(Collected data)
○ ○ ○ ○ ○

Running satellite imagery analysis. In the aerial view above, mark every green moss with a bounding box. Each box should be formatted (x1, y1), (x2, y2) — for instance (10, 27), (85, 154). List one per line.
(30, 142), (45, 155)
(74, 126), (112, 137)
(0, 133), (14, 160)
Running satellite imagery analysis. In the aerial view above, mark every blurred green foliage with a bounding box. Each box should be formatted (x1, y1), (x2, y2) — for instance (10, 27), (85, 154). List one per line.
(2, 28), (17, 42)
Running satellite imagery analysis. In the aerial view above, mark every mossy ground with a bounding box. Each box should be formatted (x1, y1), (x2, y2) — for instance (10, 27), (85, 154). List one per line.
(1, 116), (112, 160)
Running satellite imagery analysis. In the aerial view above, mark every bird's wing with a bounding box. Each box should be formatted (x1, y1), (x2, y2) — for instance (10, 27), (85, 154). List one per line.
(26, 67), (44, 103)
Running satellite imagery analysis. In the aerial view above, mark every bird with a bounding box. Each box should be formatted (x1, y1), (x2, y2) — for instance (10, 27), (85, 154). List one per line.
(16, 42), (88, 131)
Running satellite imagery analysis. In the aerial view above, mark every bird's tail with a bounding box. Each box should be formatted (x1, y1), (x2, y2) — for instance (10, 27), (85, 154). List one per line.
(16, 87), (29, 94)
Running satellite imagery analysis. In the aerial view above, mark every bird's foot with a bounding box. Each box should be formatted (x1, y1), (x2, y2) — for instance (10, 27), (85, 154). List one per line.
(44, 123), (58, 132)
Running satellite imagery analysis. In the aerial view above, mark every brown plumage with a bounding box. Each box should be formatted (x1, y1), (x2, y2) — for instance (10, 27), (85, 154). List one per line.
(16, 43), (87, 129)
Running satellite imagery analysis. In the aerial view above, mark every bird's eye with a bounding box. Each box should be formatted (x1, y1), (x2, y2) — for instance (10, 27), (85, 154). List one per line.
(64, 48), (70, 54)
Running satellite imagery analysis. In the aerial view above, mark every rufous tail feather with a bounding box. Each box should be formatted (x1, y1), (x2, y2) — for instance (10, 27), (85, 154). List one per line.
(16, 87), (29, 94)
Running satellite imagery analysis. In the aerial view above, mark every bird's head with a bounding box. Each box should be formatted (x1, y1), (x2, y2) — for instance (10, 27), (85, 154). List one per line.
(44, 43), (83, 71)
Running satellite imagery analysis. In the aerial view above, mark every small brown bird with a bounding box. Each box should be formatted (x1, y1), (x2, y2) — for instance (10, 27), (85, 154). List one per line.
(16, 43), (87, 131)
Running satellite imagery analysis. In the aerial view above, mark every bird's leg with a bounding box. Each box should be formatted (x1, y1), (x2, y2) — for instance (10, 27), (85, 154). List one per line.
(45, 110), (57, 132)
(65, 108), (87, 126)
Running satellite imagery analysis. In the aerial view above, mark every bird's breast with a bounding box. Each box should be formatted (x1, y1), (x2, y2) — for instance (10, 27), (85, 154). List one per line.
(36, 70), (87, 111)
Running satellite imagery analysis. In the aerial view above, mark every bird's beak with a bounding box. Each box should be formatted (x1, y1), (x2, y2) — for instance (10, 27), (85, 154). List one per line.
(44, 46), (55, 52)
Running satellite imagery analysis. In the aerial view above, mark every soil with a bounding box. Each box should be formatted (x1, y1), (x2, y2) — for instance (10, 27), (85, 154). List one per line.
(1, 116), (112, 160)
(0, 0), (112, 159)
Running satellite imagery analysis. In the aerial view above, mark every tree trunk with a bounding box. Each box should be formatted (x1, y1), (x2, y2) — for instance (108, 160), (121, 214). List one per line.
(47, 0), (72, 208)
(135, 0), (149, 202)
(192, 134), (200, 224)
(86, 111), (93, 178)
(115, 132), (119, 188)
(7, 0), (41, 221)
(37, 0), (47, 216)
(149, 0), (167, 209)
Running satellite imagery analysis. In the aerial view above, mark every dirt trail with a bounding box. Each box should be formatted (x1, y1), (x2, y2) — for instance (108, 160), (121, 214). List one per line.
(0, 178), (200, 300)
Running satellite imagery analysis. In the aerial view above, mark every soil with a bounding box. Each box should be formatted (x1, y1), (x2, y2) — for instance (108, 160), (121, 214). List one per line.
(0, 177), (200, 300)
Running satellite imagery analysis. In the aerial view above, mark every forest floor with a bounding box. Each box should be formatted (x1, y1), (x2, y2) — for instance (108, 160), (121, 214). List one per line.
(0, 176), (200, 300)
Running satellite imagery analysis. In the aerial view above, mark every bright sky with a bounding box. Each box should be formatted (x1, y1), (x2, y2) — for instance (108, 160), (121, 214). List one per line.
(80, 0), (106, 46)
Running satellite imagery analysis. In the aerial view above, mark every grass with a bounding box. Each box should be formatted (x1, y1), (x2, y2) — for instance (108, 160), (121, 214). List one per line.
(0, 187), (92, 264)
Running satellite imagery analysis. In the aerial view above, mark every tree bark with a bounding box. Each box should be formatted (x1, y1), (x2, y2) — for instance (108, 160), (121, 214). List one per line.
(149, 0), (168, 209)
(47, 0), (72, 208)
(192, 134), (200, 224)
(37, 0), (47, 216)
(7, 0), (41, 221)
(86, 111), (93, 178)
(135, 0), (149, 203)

○ ○ ○ ○ ○

▶ [PROBLEM DETAILS]
Recast the listing above as a two-column CSV with the headers "request" and "answer", giving one row for each request: put its text in the first field and its answer in the second, each quoted, with line breaks replaced by spaces. Cover every entry in the listing.

▶ [FULL SOLUTION]
request,answer
"Running satellite imagery analysis. In the aerial view above, mark every green moss with a bounding box. Each box should be formatted (x1, y1), (x2, y2) — for instance (10, 27), (85, 154). List one per line.","(30, 142), (45, 155) (74, 126), (112, 137) (0, 133), (14, 160)"
"Running satellite imagery analysis. In the aerial view above, mark every blurred green foliage with a bounding box. Each box should be formatted (x1, y1), (x2, y2) — for instance (10, 27), (85, 154). List one per line.","(2, 28), (17, 42)"
"Running satellite imagery analysis. In the aerial view above, mark every mossy ground with a bounding box. Each box should be formatted (x1, y1), (x2, y2) — for instance (10, 27), (85, 154). List one per line.","(1, 116), (112, 160)"
"Running satellite imagery analysis. In the aerial view above, mark every bird's wing with a bounding box. Each box should be formatted (x1, y1), (x2, y2) — for instance (10, 27), (85, 154). List one per line.","(26, 67), (44, 103)"
"Running satellite imagery analysis. In the aerial view above, mark every bird with a bounding box. Each box should be formatted (x1, y1), (x2, y2) — for instance (10, 27), (85, 154). List one per line.","(16, 42), (88, 131)"
"Running satellite imagery analysis. In the aerial view above, mark every bird's tail with a bounding box. Each box should be formatted (x1, y1), (x2, y2) — for instance (10, 27), (85, 154). List one per line.","(16, 87), (29, 94)"
"Running satellite imagery analysis. In the aerial view above, mark every bird's foot with a bounding box. Each box should be formatted (x1, y1), (x2, y2) — for instance (10, 27), (85, 154). List one per line.","(44, 123), (58, 132)"
"Running satellite imagery analysis. In the aerial view above, mark every brown plumage with a bounding box. Each box should be formatted (x1, y1), (x2, y2) — for instance (10, 27), (85, 154). List one per line.","(16, 43), (87, 129)"
"Running satellite imagery analysis. In the aerial view above, mark every bird's eye with a bounding box. Each box should be formatted (x1, y1), (x2, y2) — for instance (10, 27), (85, 154). List one per line.","(64, 48), (70, 54)"
"Running satellite imagery analysis. In the aerial view above, mark every rufous tail feather with a bounding box. Each box should be formatted (x1, y1), (x2, y2) — for instance (10, 27), (85, 154). List one per line.","(16, 87), (29, 94)"
"Running satellite imagery analysis. In the aerial view above, mark every bird's head with a bounding box. Each box should be formatted (x1, y1), (x2, y2) — for instance (10, 27), (85, 154). List one per line.","(44, 43), (83, 71)"
"Running satellite imagery analysis. In the aerial view above, mark every small brown bird with a bounding box. Each box should be formatted (x1, y1), (x2, y2) — for instance (10, 27), (85, 154). List one per line.","(16, 43), (87, 131)"
"Running satellite imagery analysis. In the aerial view above, mark every bird's leg with a bounding box. Each box should be formatted (x1, y1), (x2, y2) — for instance (10, 27), (85, 154). List one per line.","(45, 110), (57, 132) (65, 108), (87, 126)"
"Running satellite imagery analysis. In the aerial view above, mark every bird's breast with a bounding box. Each box should be formatted (x1, y1), (x2, y2) — for instance (10, 27), (85, 154). List one per line.","(36, 70), (87, 111)"
"Running satellite imagery analysis. In the aerial view above, mark every bird's beak with a bounding box. Each box should be formatted (x1, y1), (x2, y2) — for instance (10, 27), (85, 154). List one per line.","(44, 46), (55, 52)"
"Running satellite imagery analysis. In the aerial view above, mark every soil with a bounding box. Each box should be formatted (x1, y1), (x2, y2) — for instance (10, 27), (85, 154). List one per line.","(1, 116), (112, 160) (0, 0), (112, 159)"
"Running satellite imagery analysis. In the aerial view above, mark every tree trunk with a bounding box. Each box should be formatted (x1, y1), (x2, y2) — for instance (108, 160), (121, 214). List one per line.","(47, 0), (72, 208) (135, 0), (149, 202) (192, 134), (200, 224) (86, 111), (93, 178) (115, 132), (119, 188) (7, 0), (41, 221) (37, 0), (47, 216) (149, 0), (167, 209)"
"Running satellite imagery analysis. In the aerial view above, mark every dirt trail with a bounding box. Each box should be formatted (x1, y1), (x2, y2) — for instance (108, 160), (121, 214). List one per line.","(0, 178), (200, 300)"
"Running satellite imagery analysis. In the aerial view above, mark every soil with a bounding box. Each box should be formatted (x1, y1), (x2, y2) — for instance (108, 160), (121, 214). List one per line.","(0, 177), (200, 300)"
"Running satellite imagery analysis. In the aerial view above, mark every forest floor with a bounding box. Each box should be formatted (x1, y1), (x2, y2) — for instance (108, 160), (121, 214). List one per line.","(0, 176), (200, 300)"
"Running satellite imagery analysis. In the aerial view above, mark every bright sky with a bounding box. Each box should be formatted (x1, y1), (x2, y2) — for instance (108, 160), (121, 214). List one per line.","(80, 0), (106, 46)"
"Running satellite imagery analysis. In the aerial view above, mark every grass with a bounding box. Each box should be formatted (x1, y1), (x2, y2) — for instance (108, 160), (121, 214). List one per line.","(0, 187), (92, 264)"
"Running satellite imagery analysis. In the aerial view above, mark every tree bark with a bounding box. Each box should be formatted (x1, y1), (x2, y2) — for instance (108, 160), (121, 214). List one per line.","(149, 0), (168, 209) (47, 0), (72, 208) (192, 134), (200, 224) (37, 0), (47, 216) (7, 0), (41, 221) (86, 111), (93, 178) (135, 0), (149, 203)"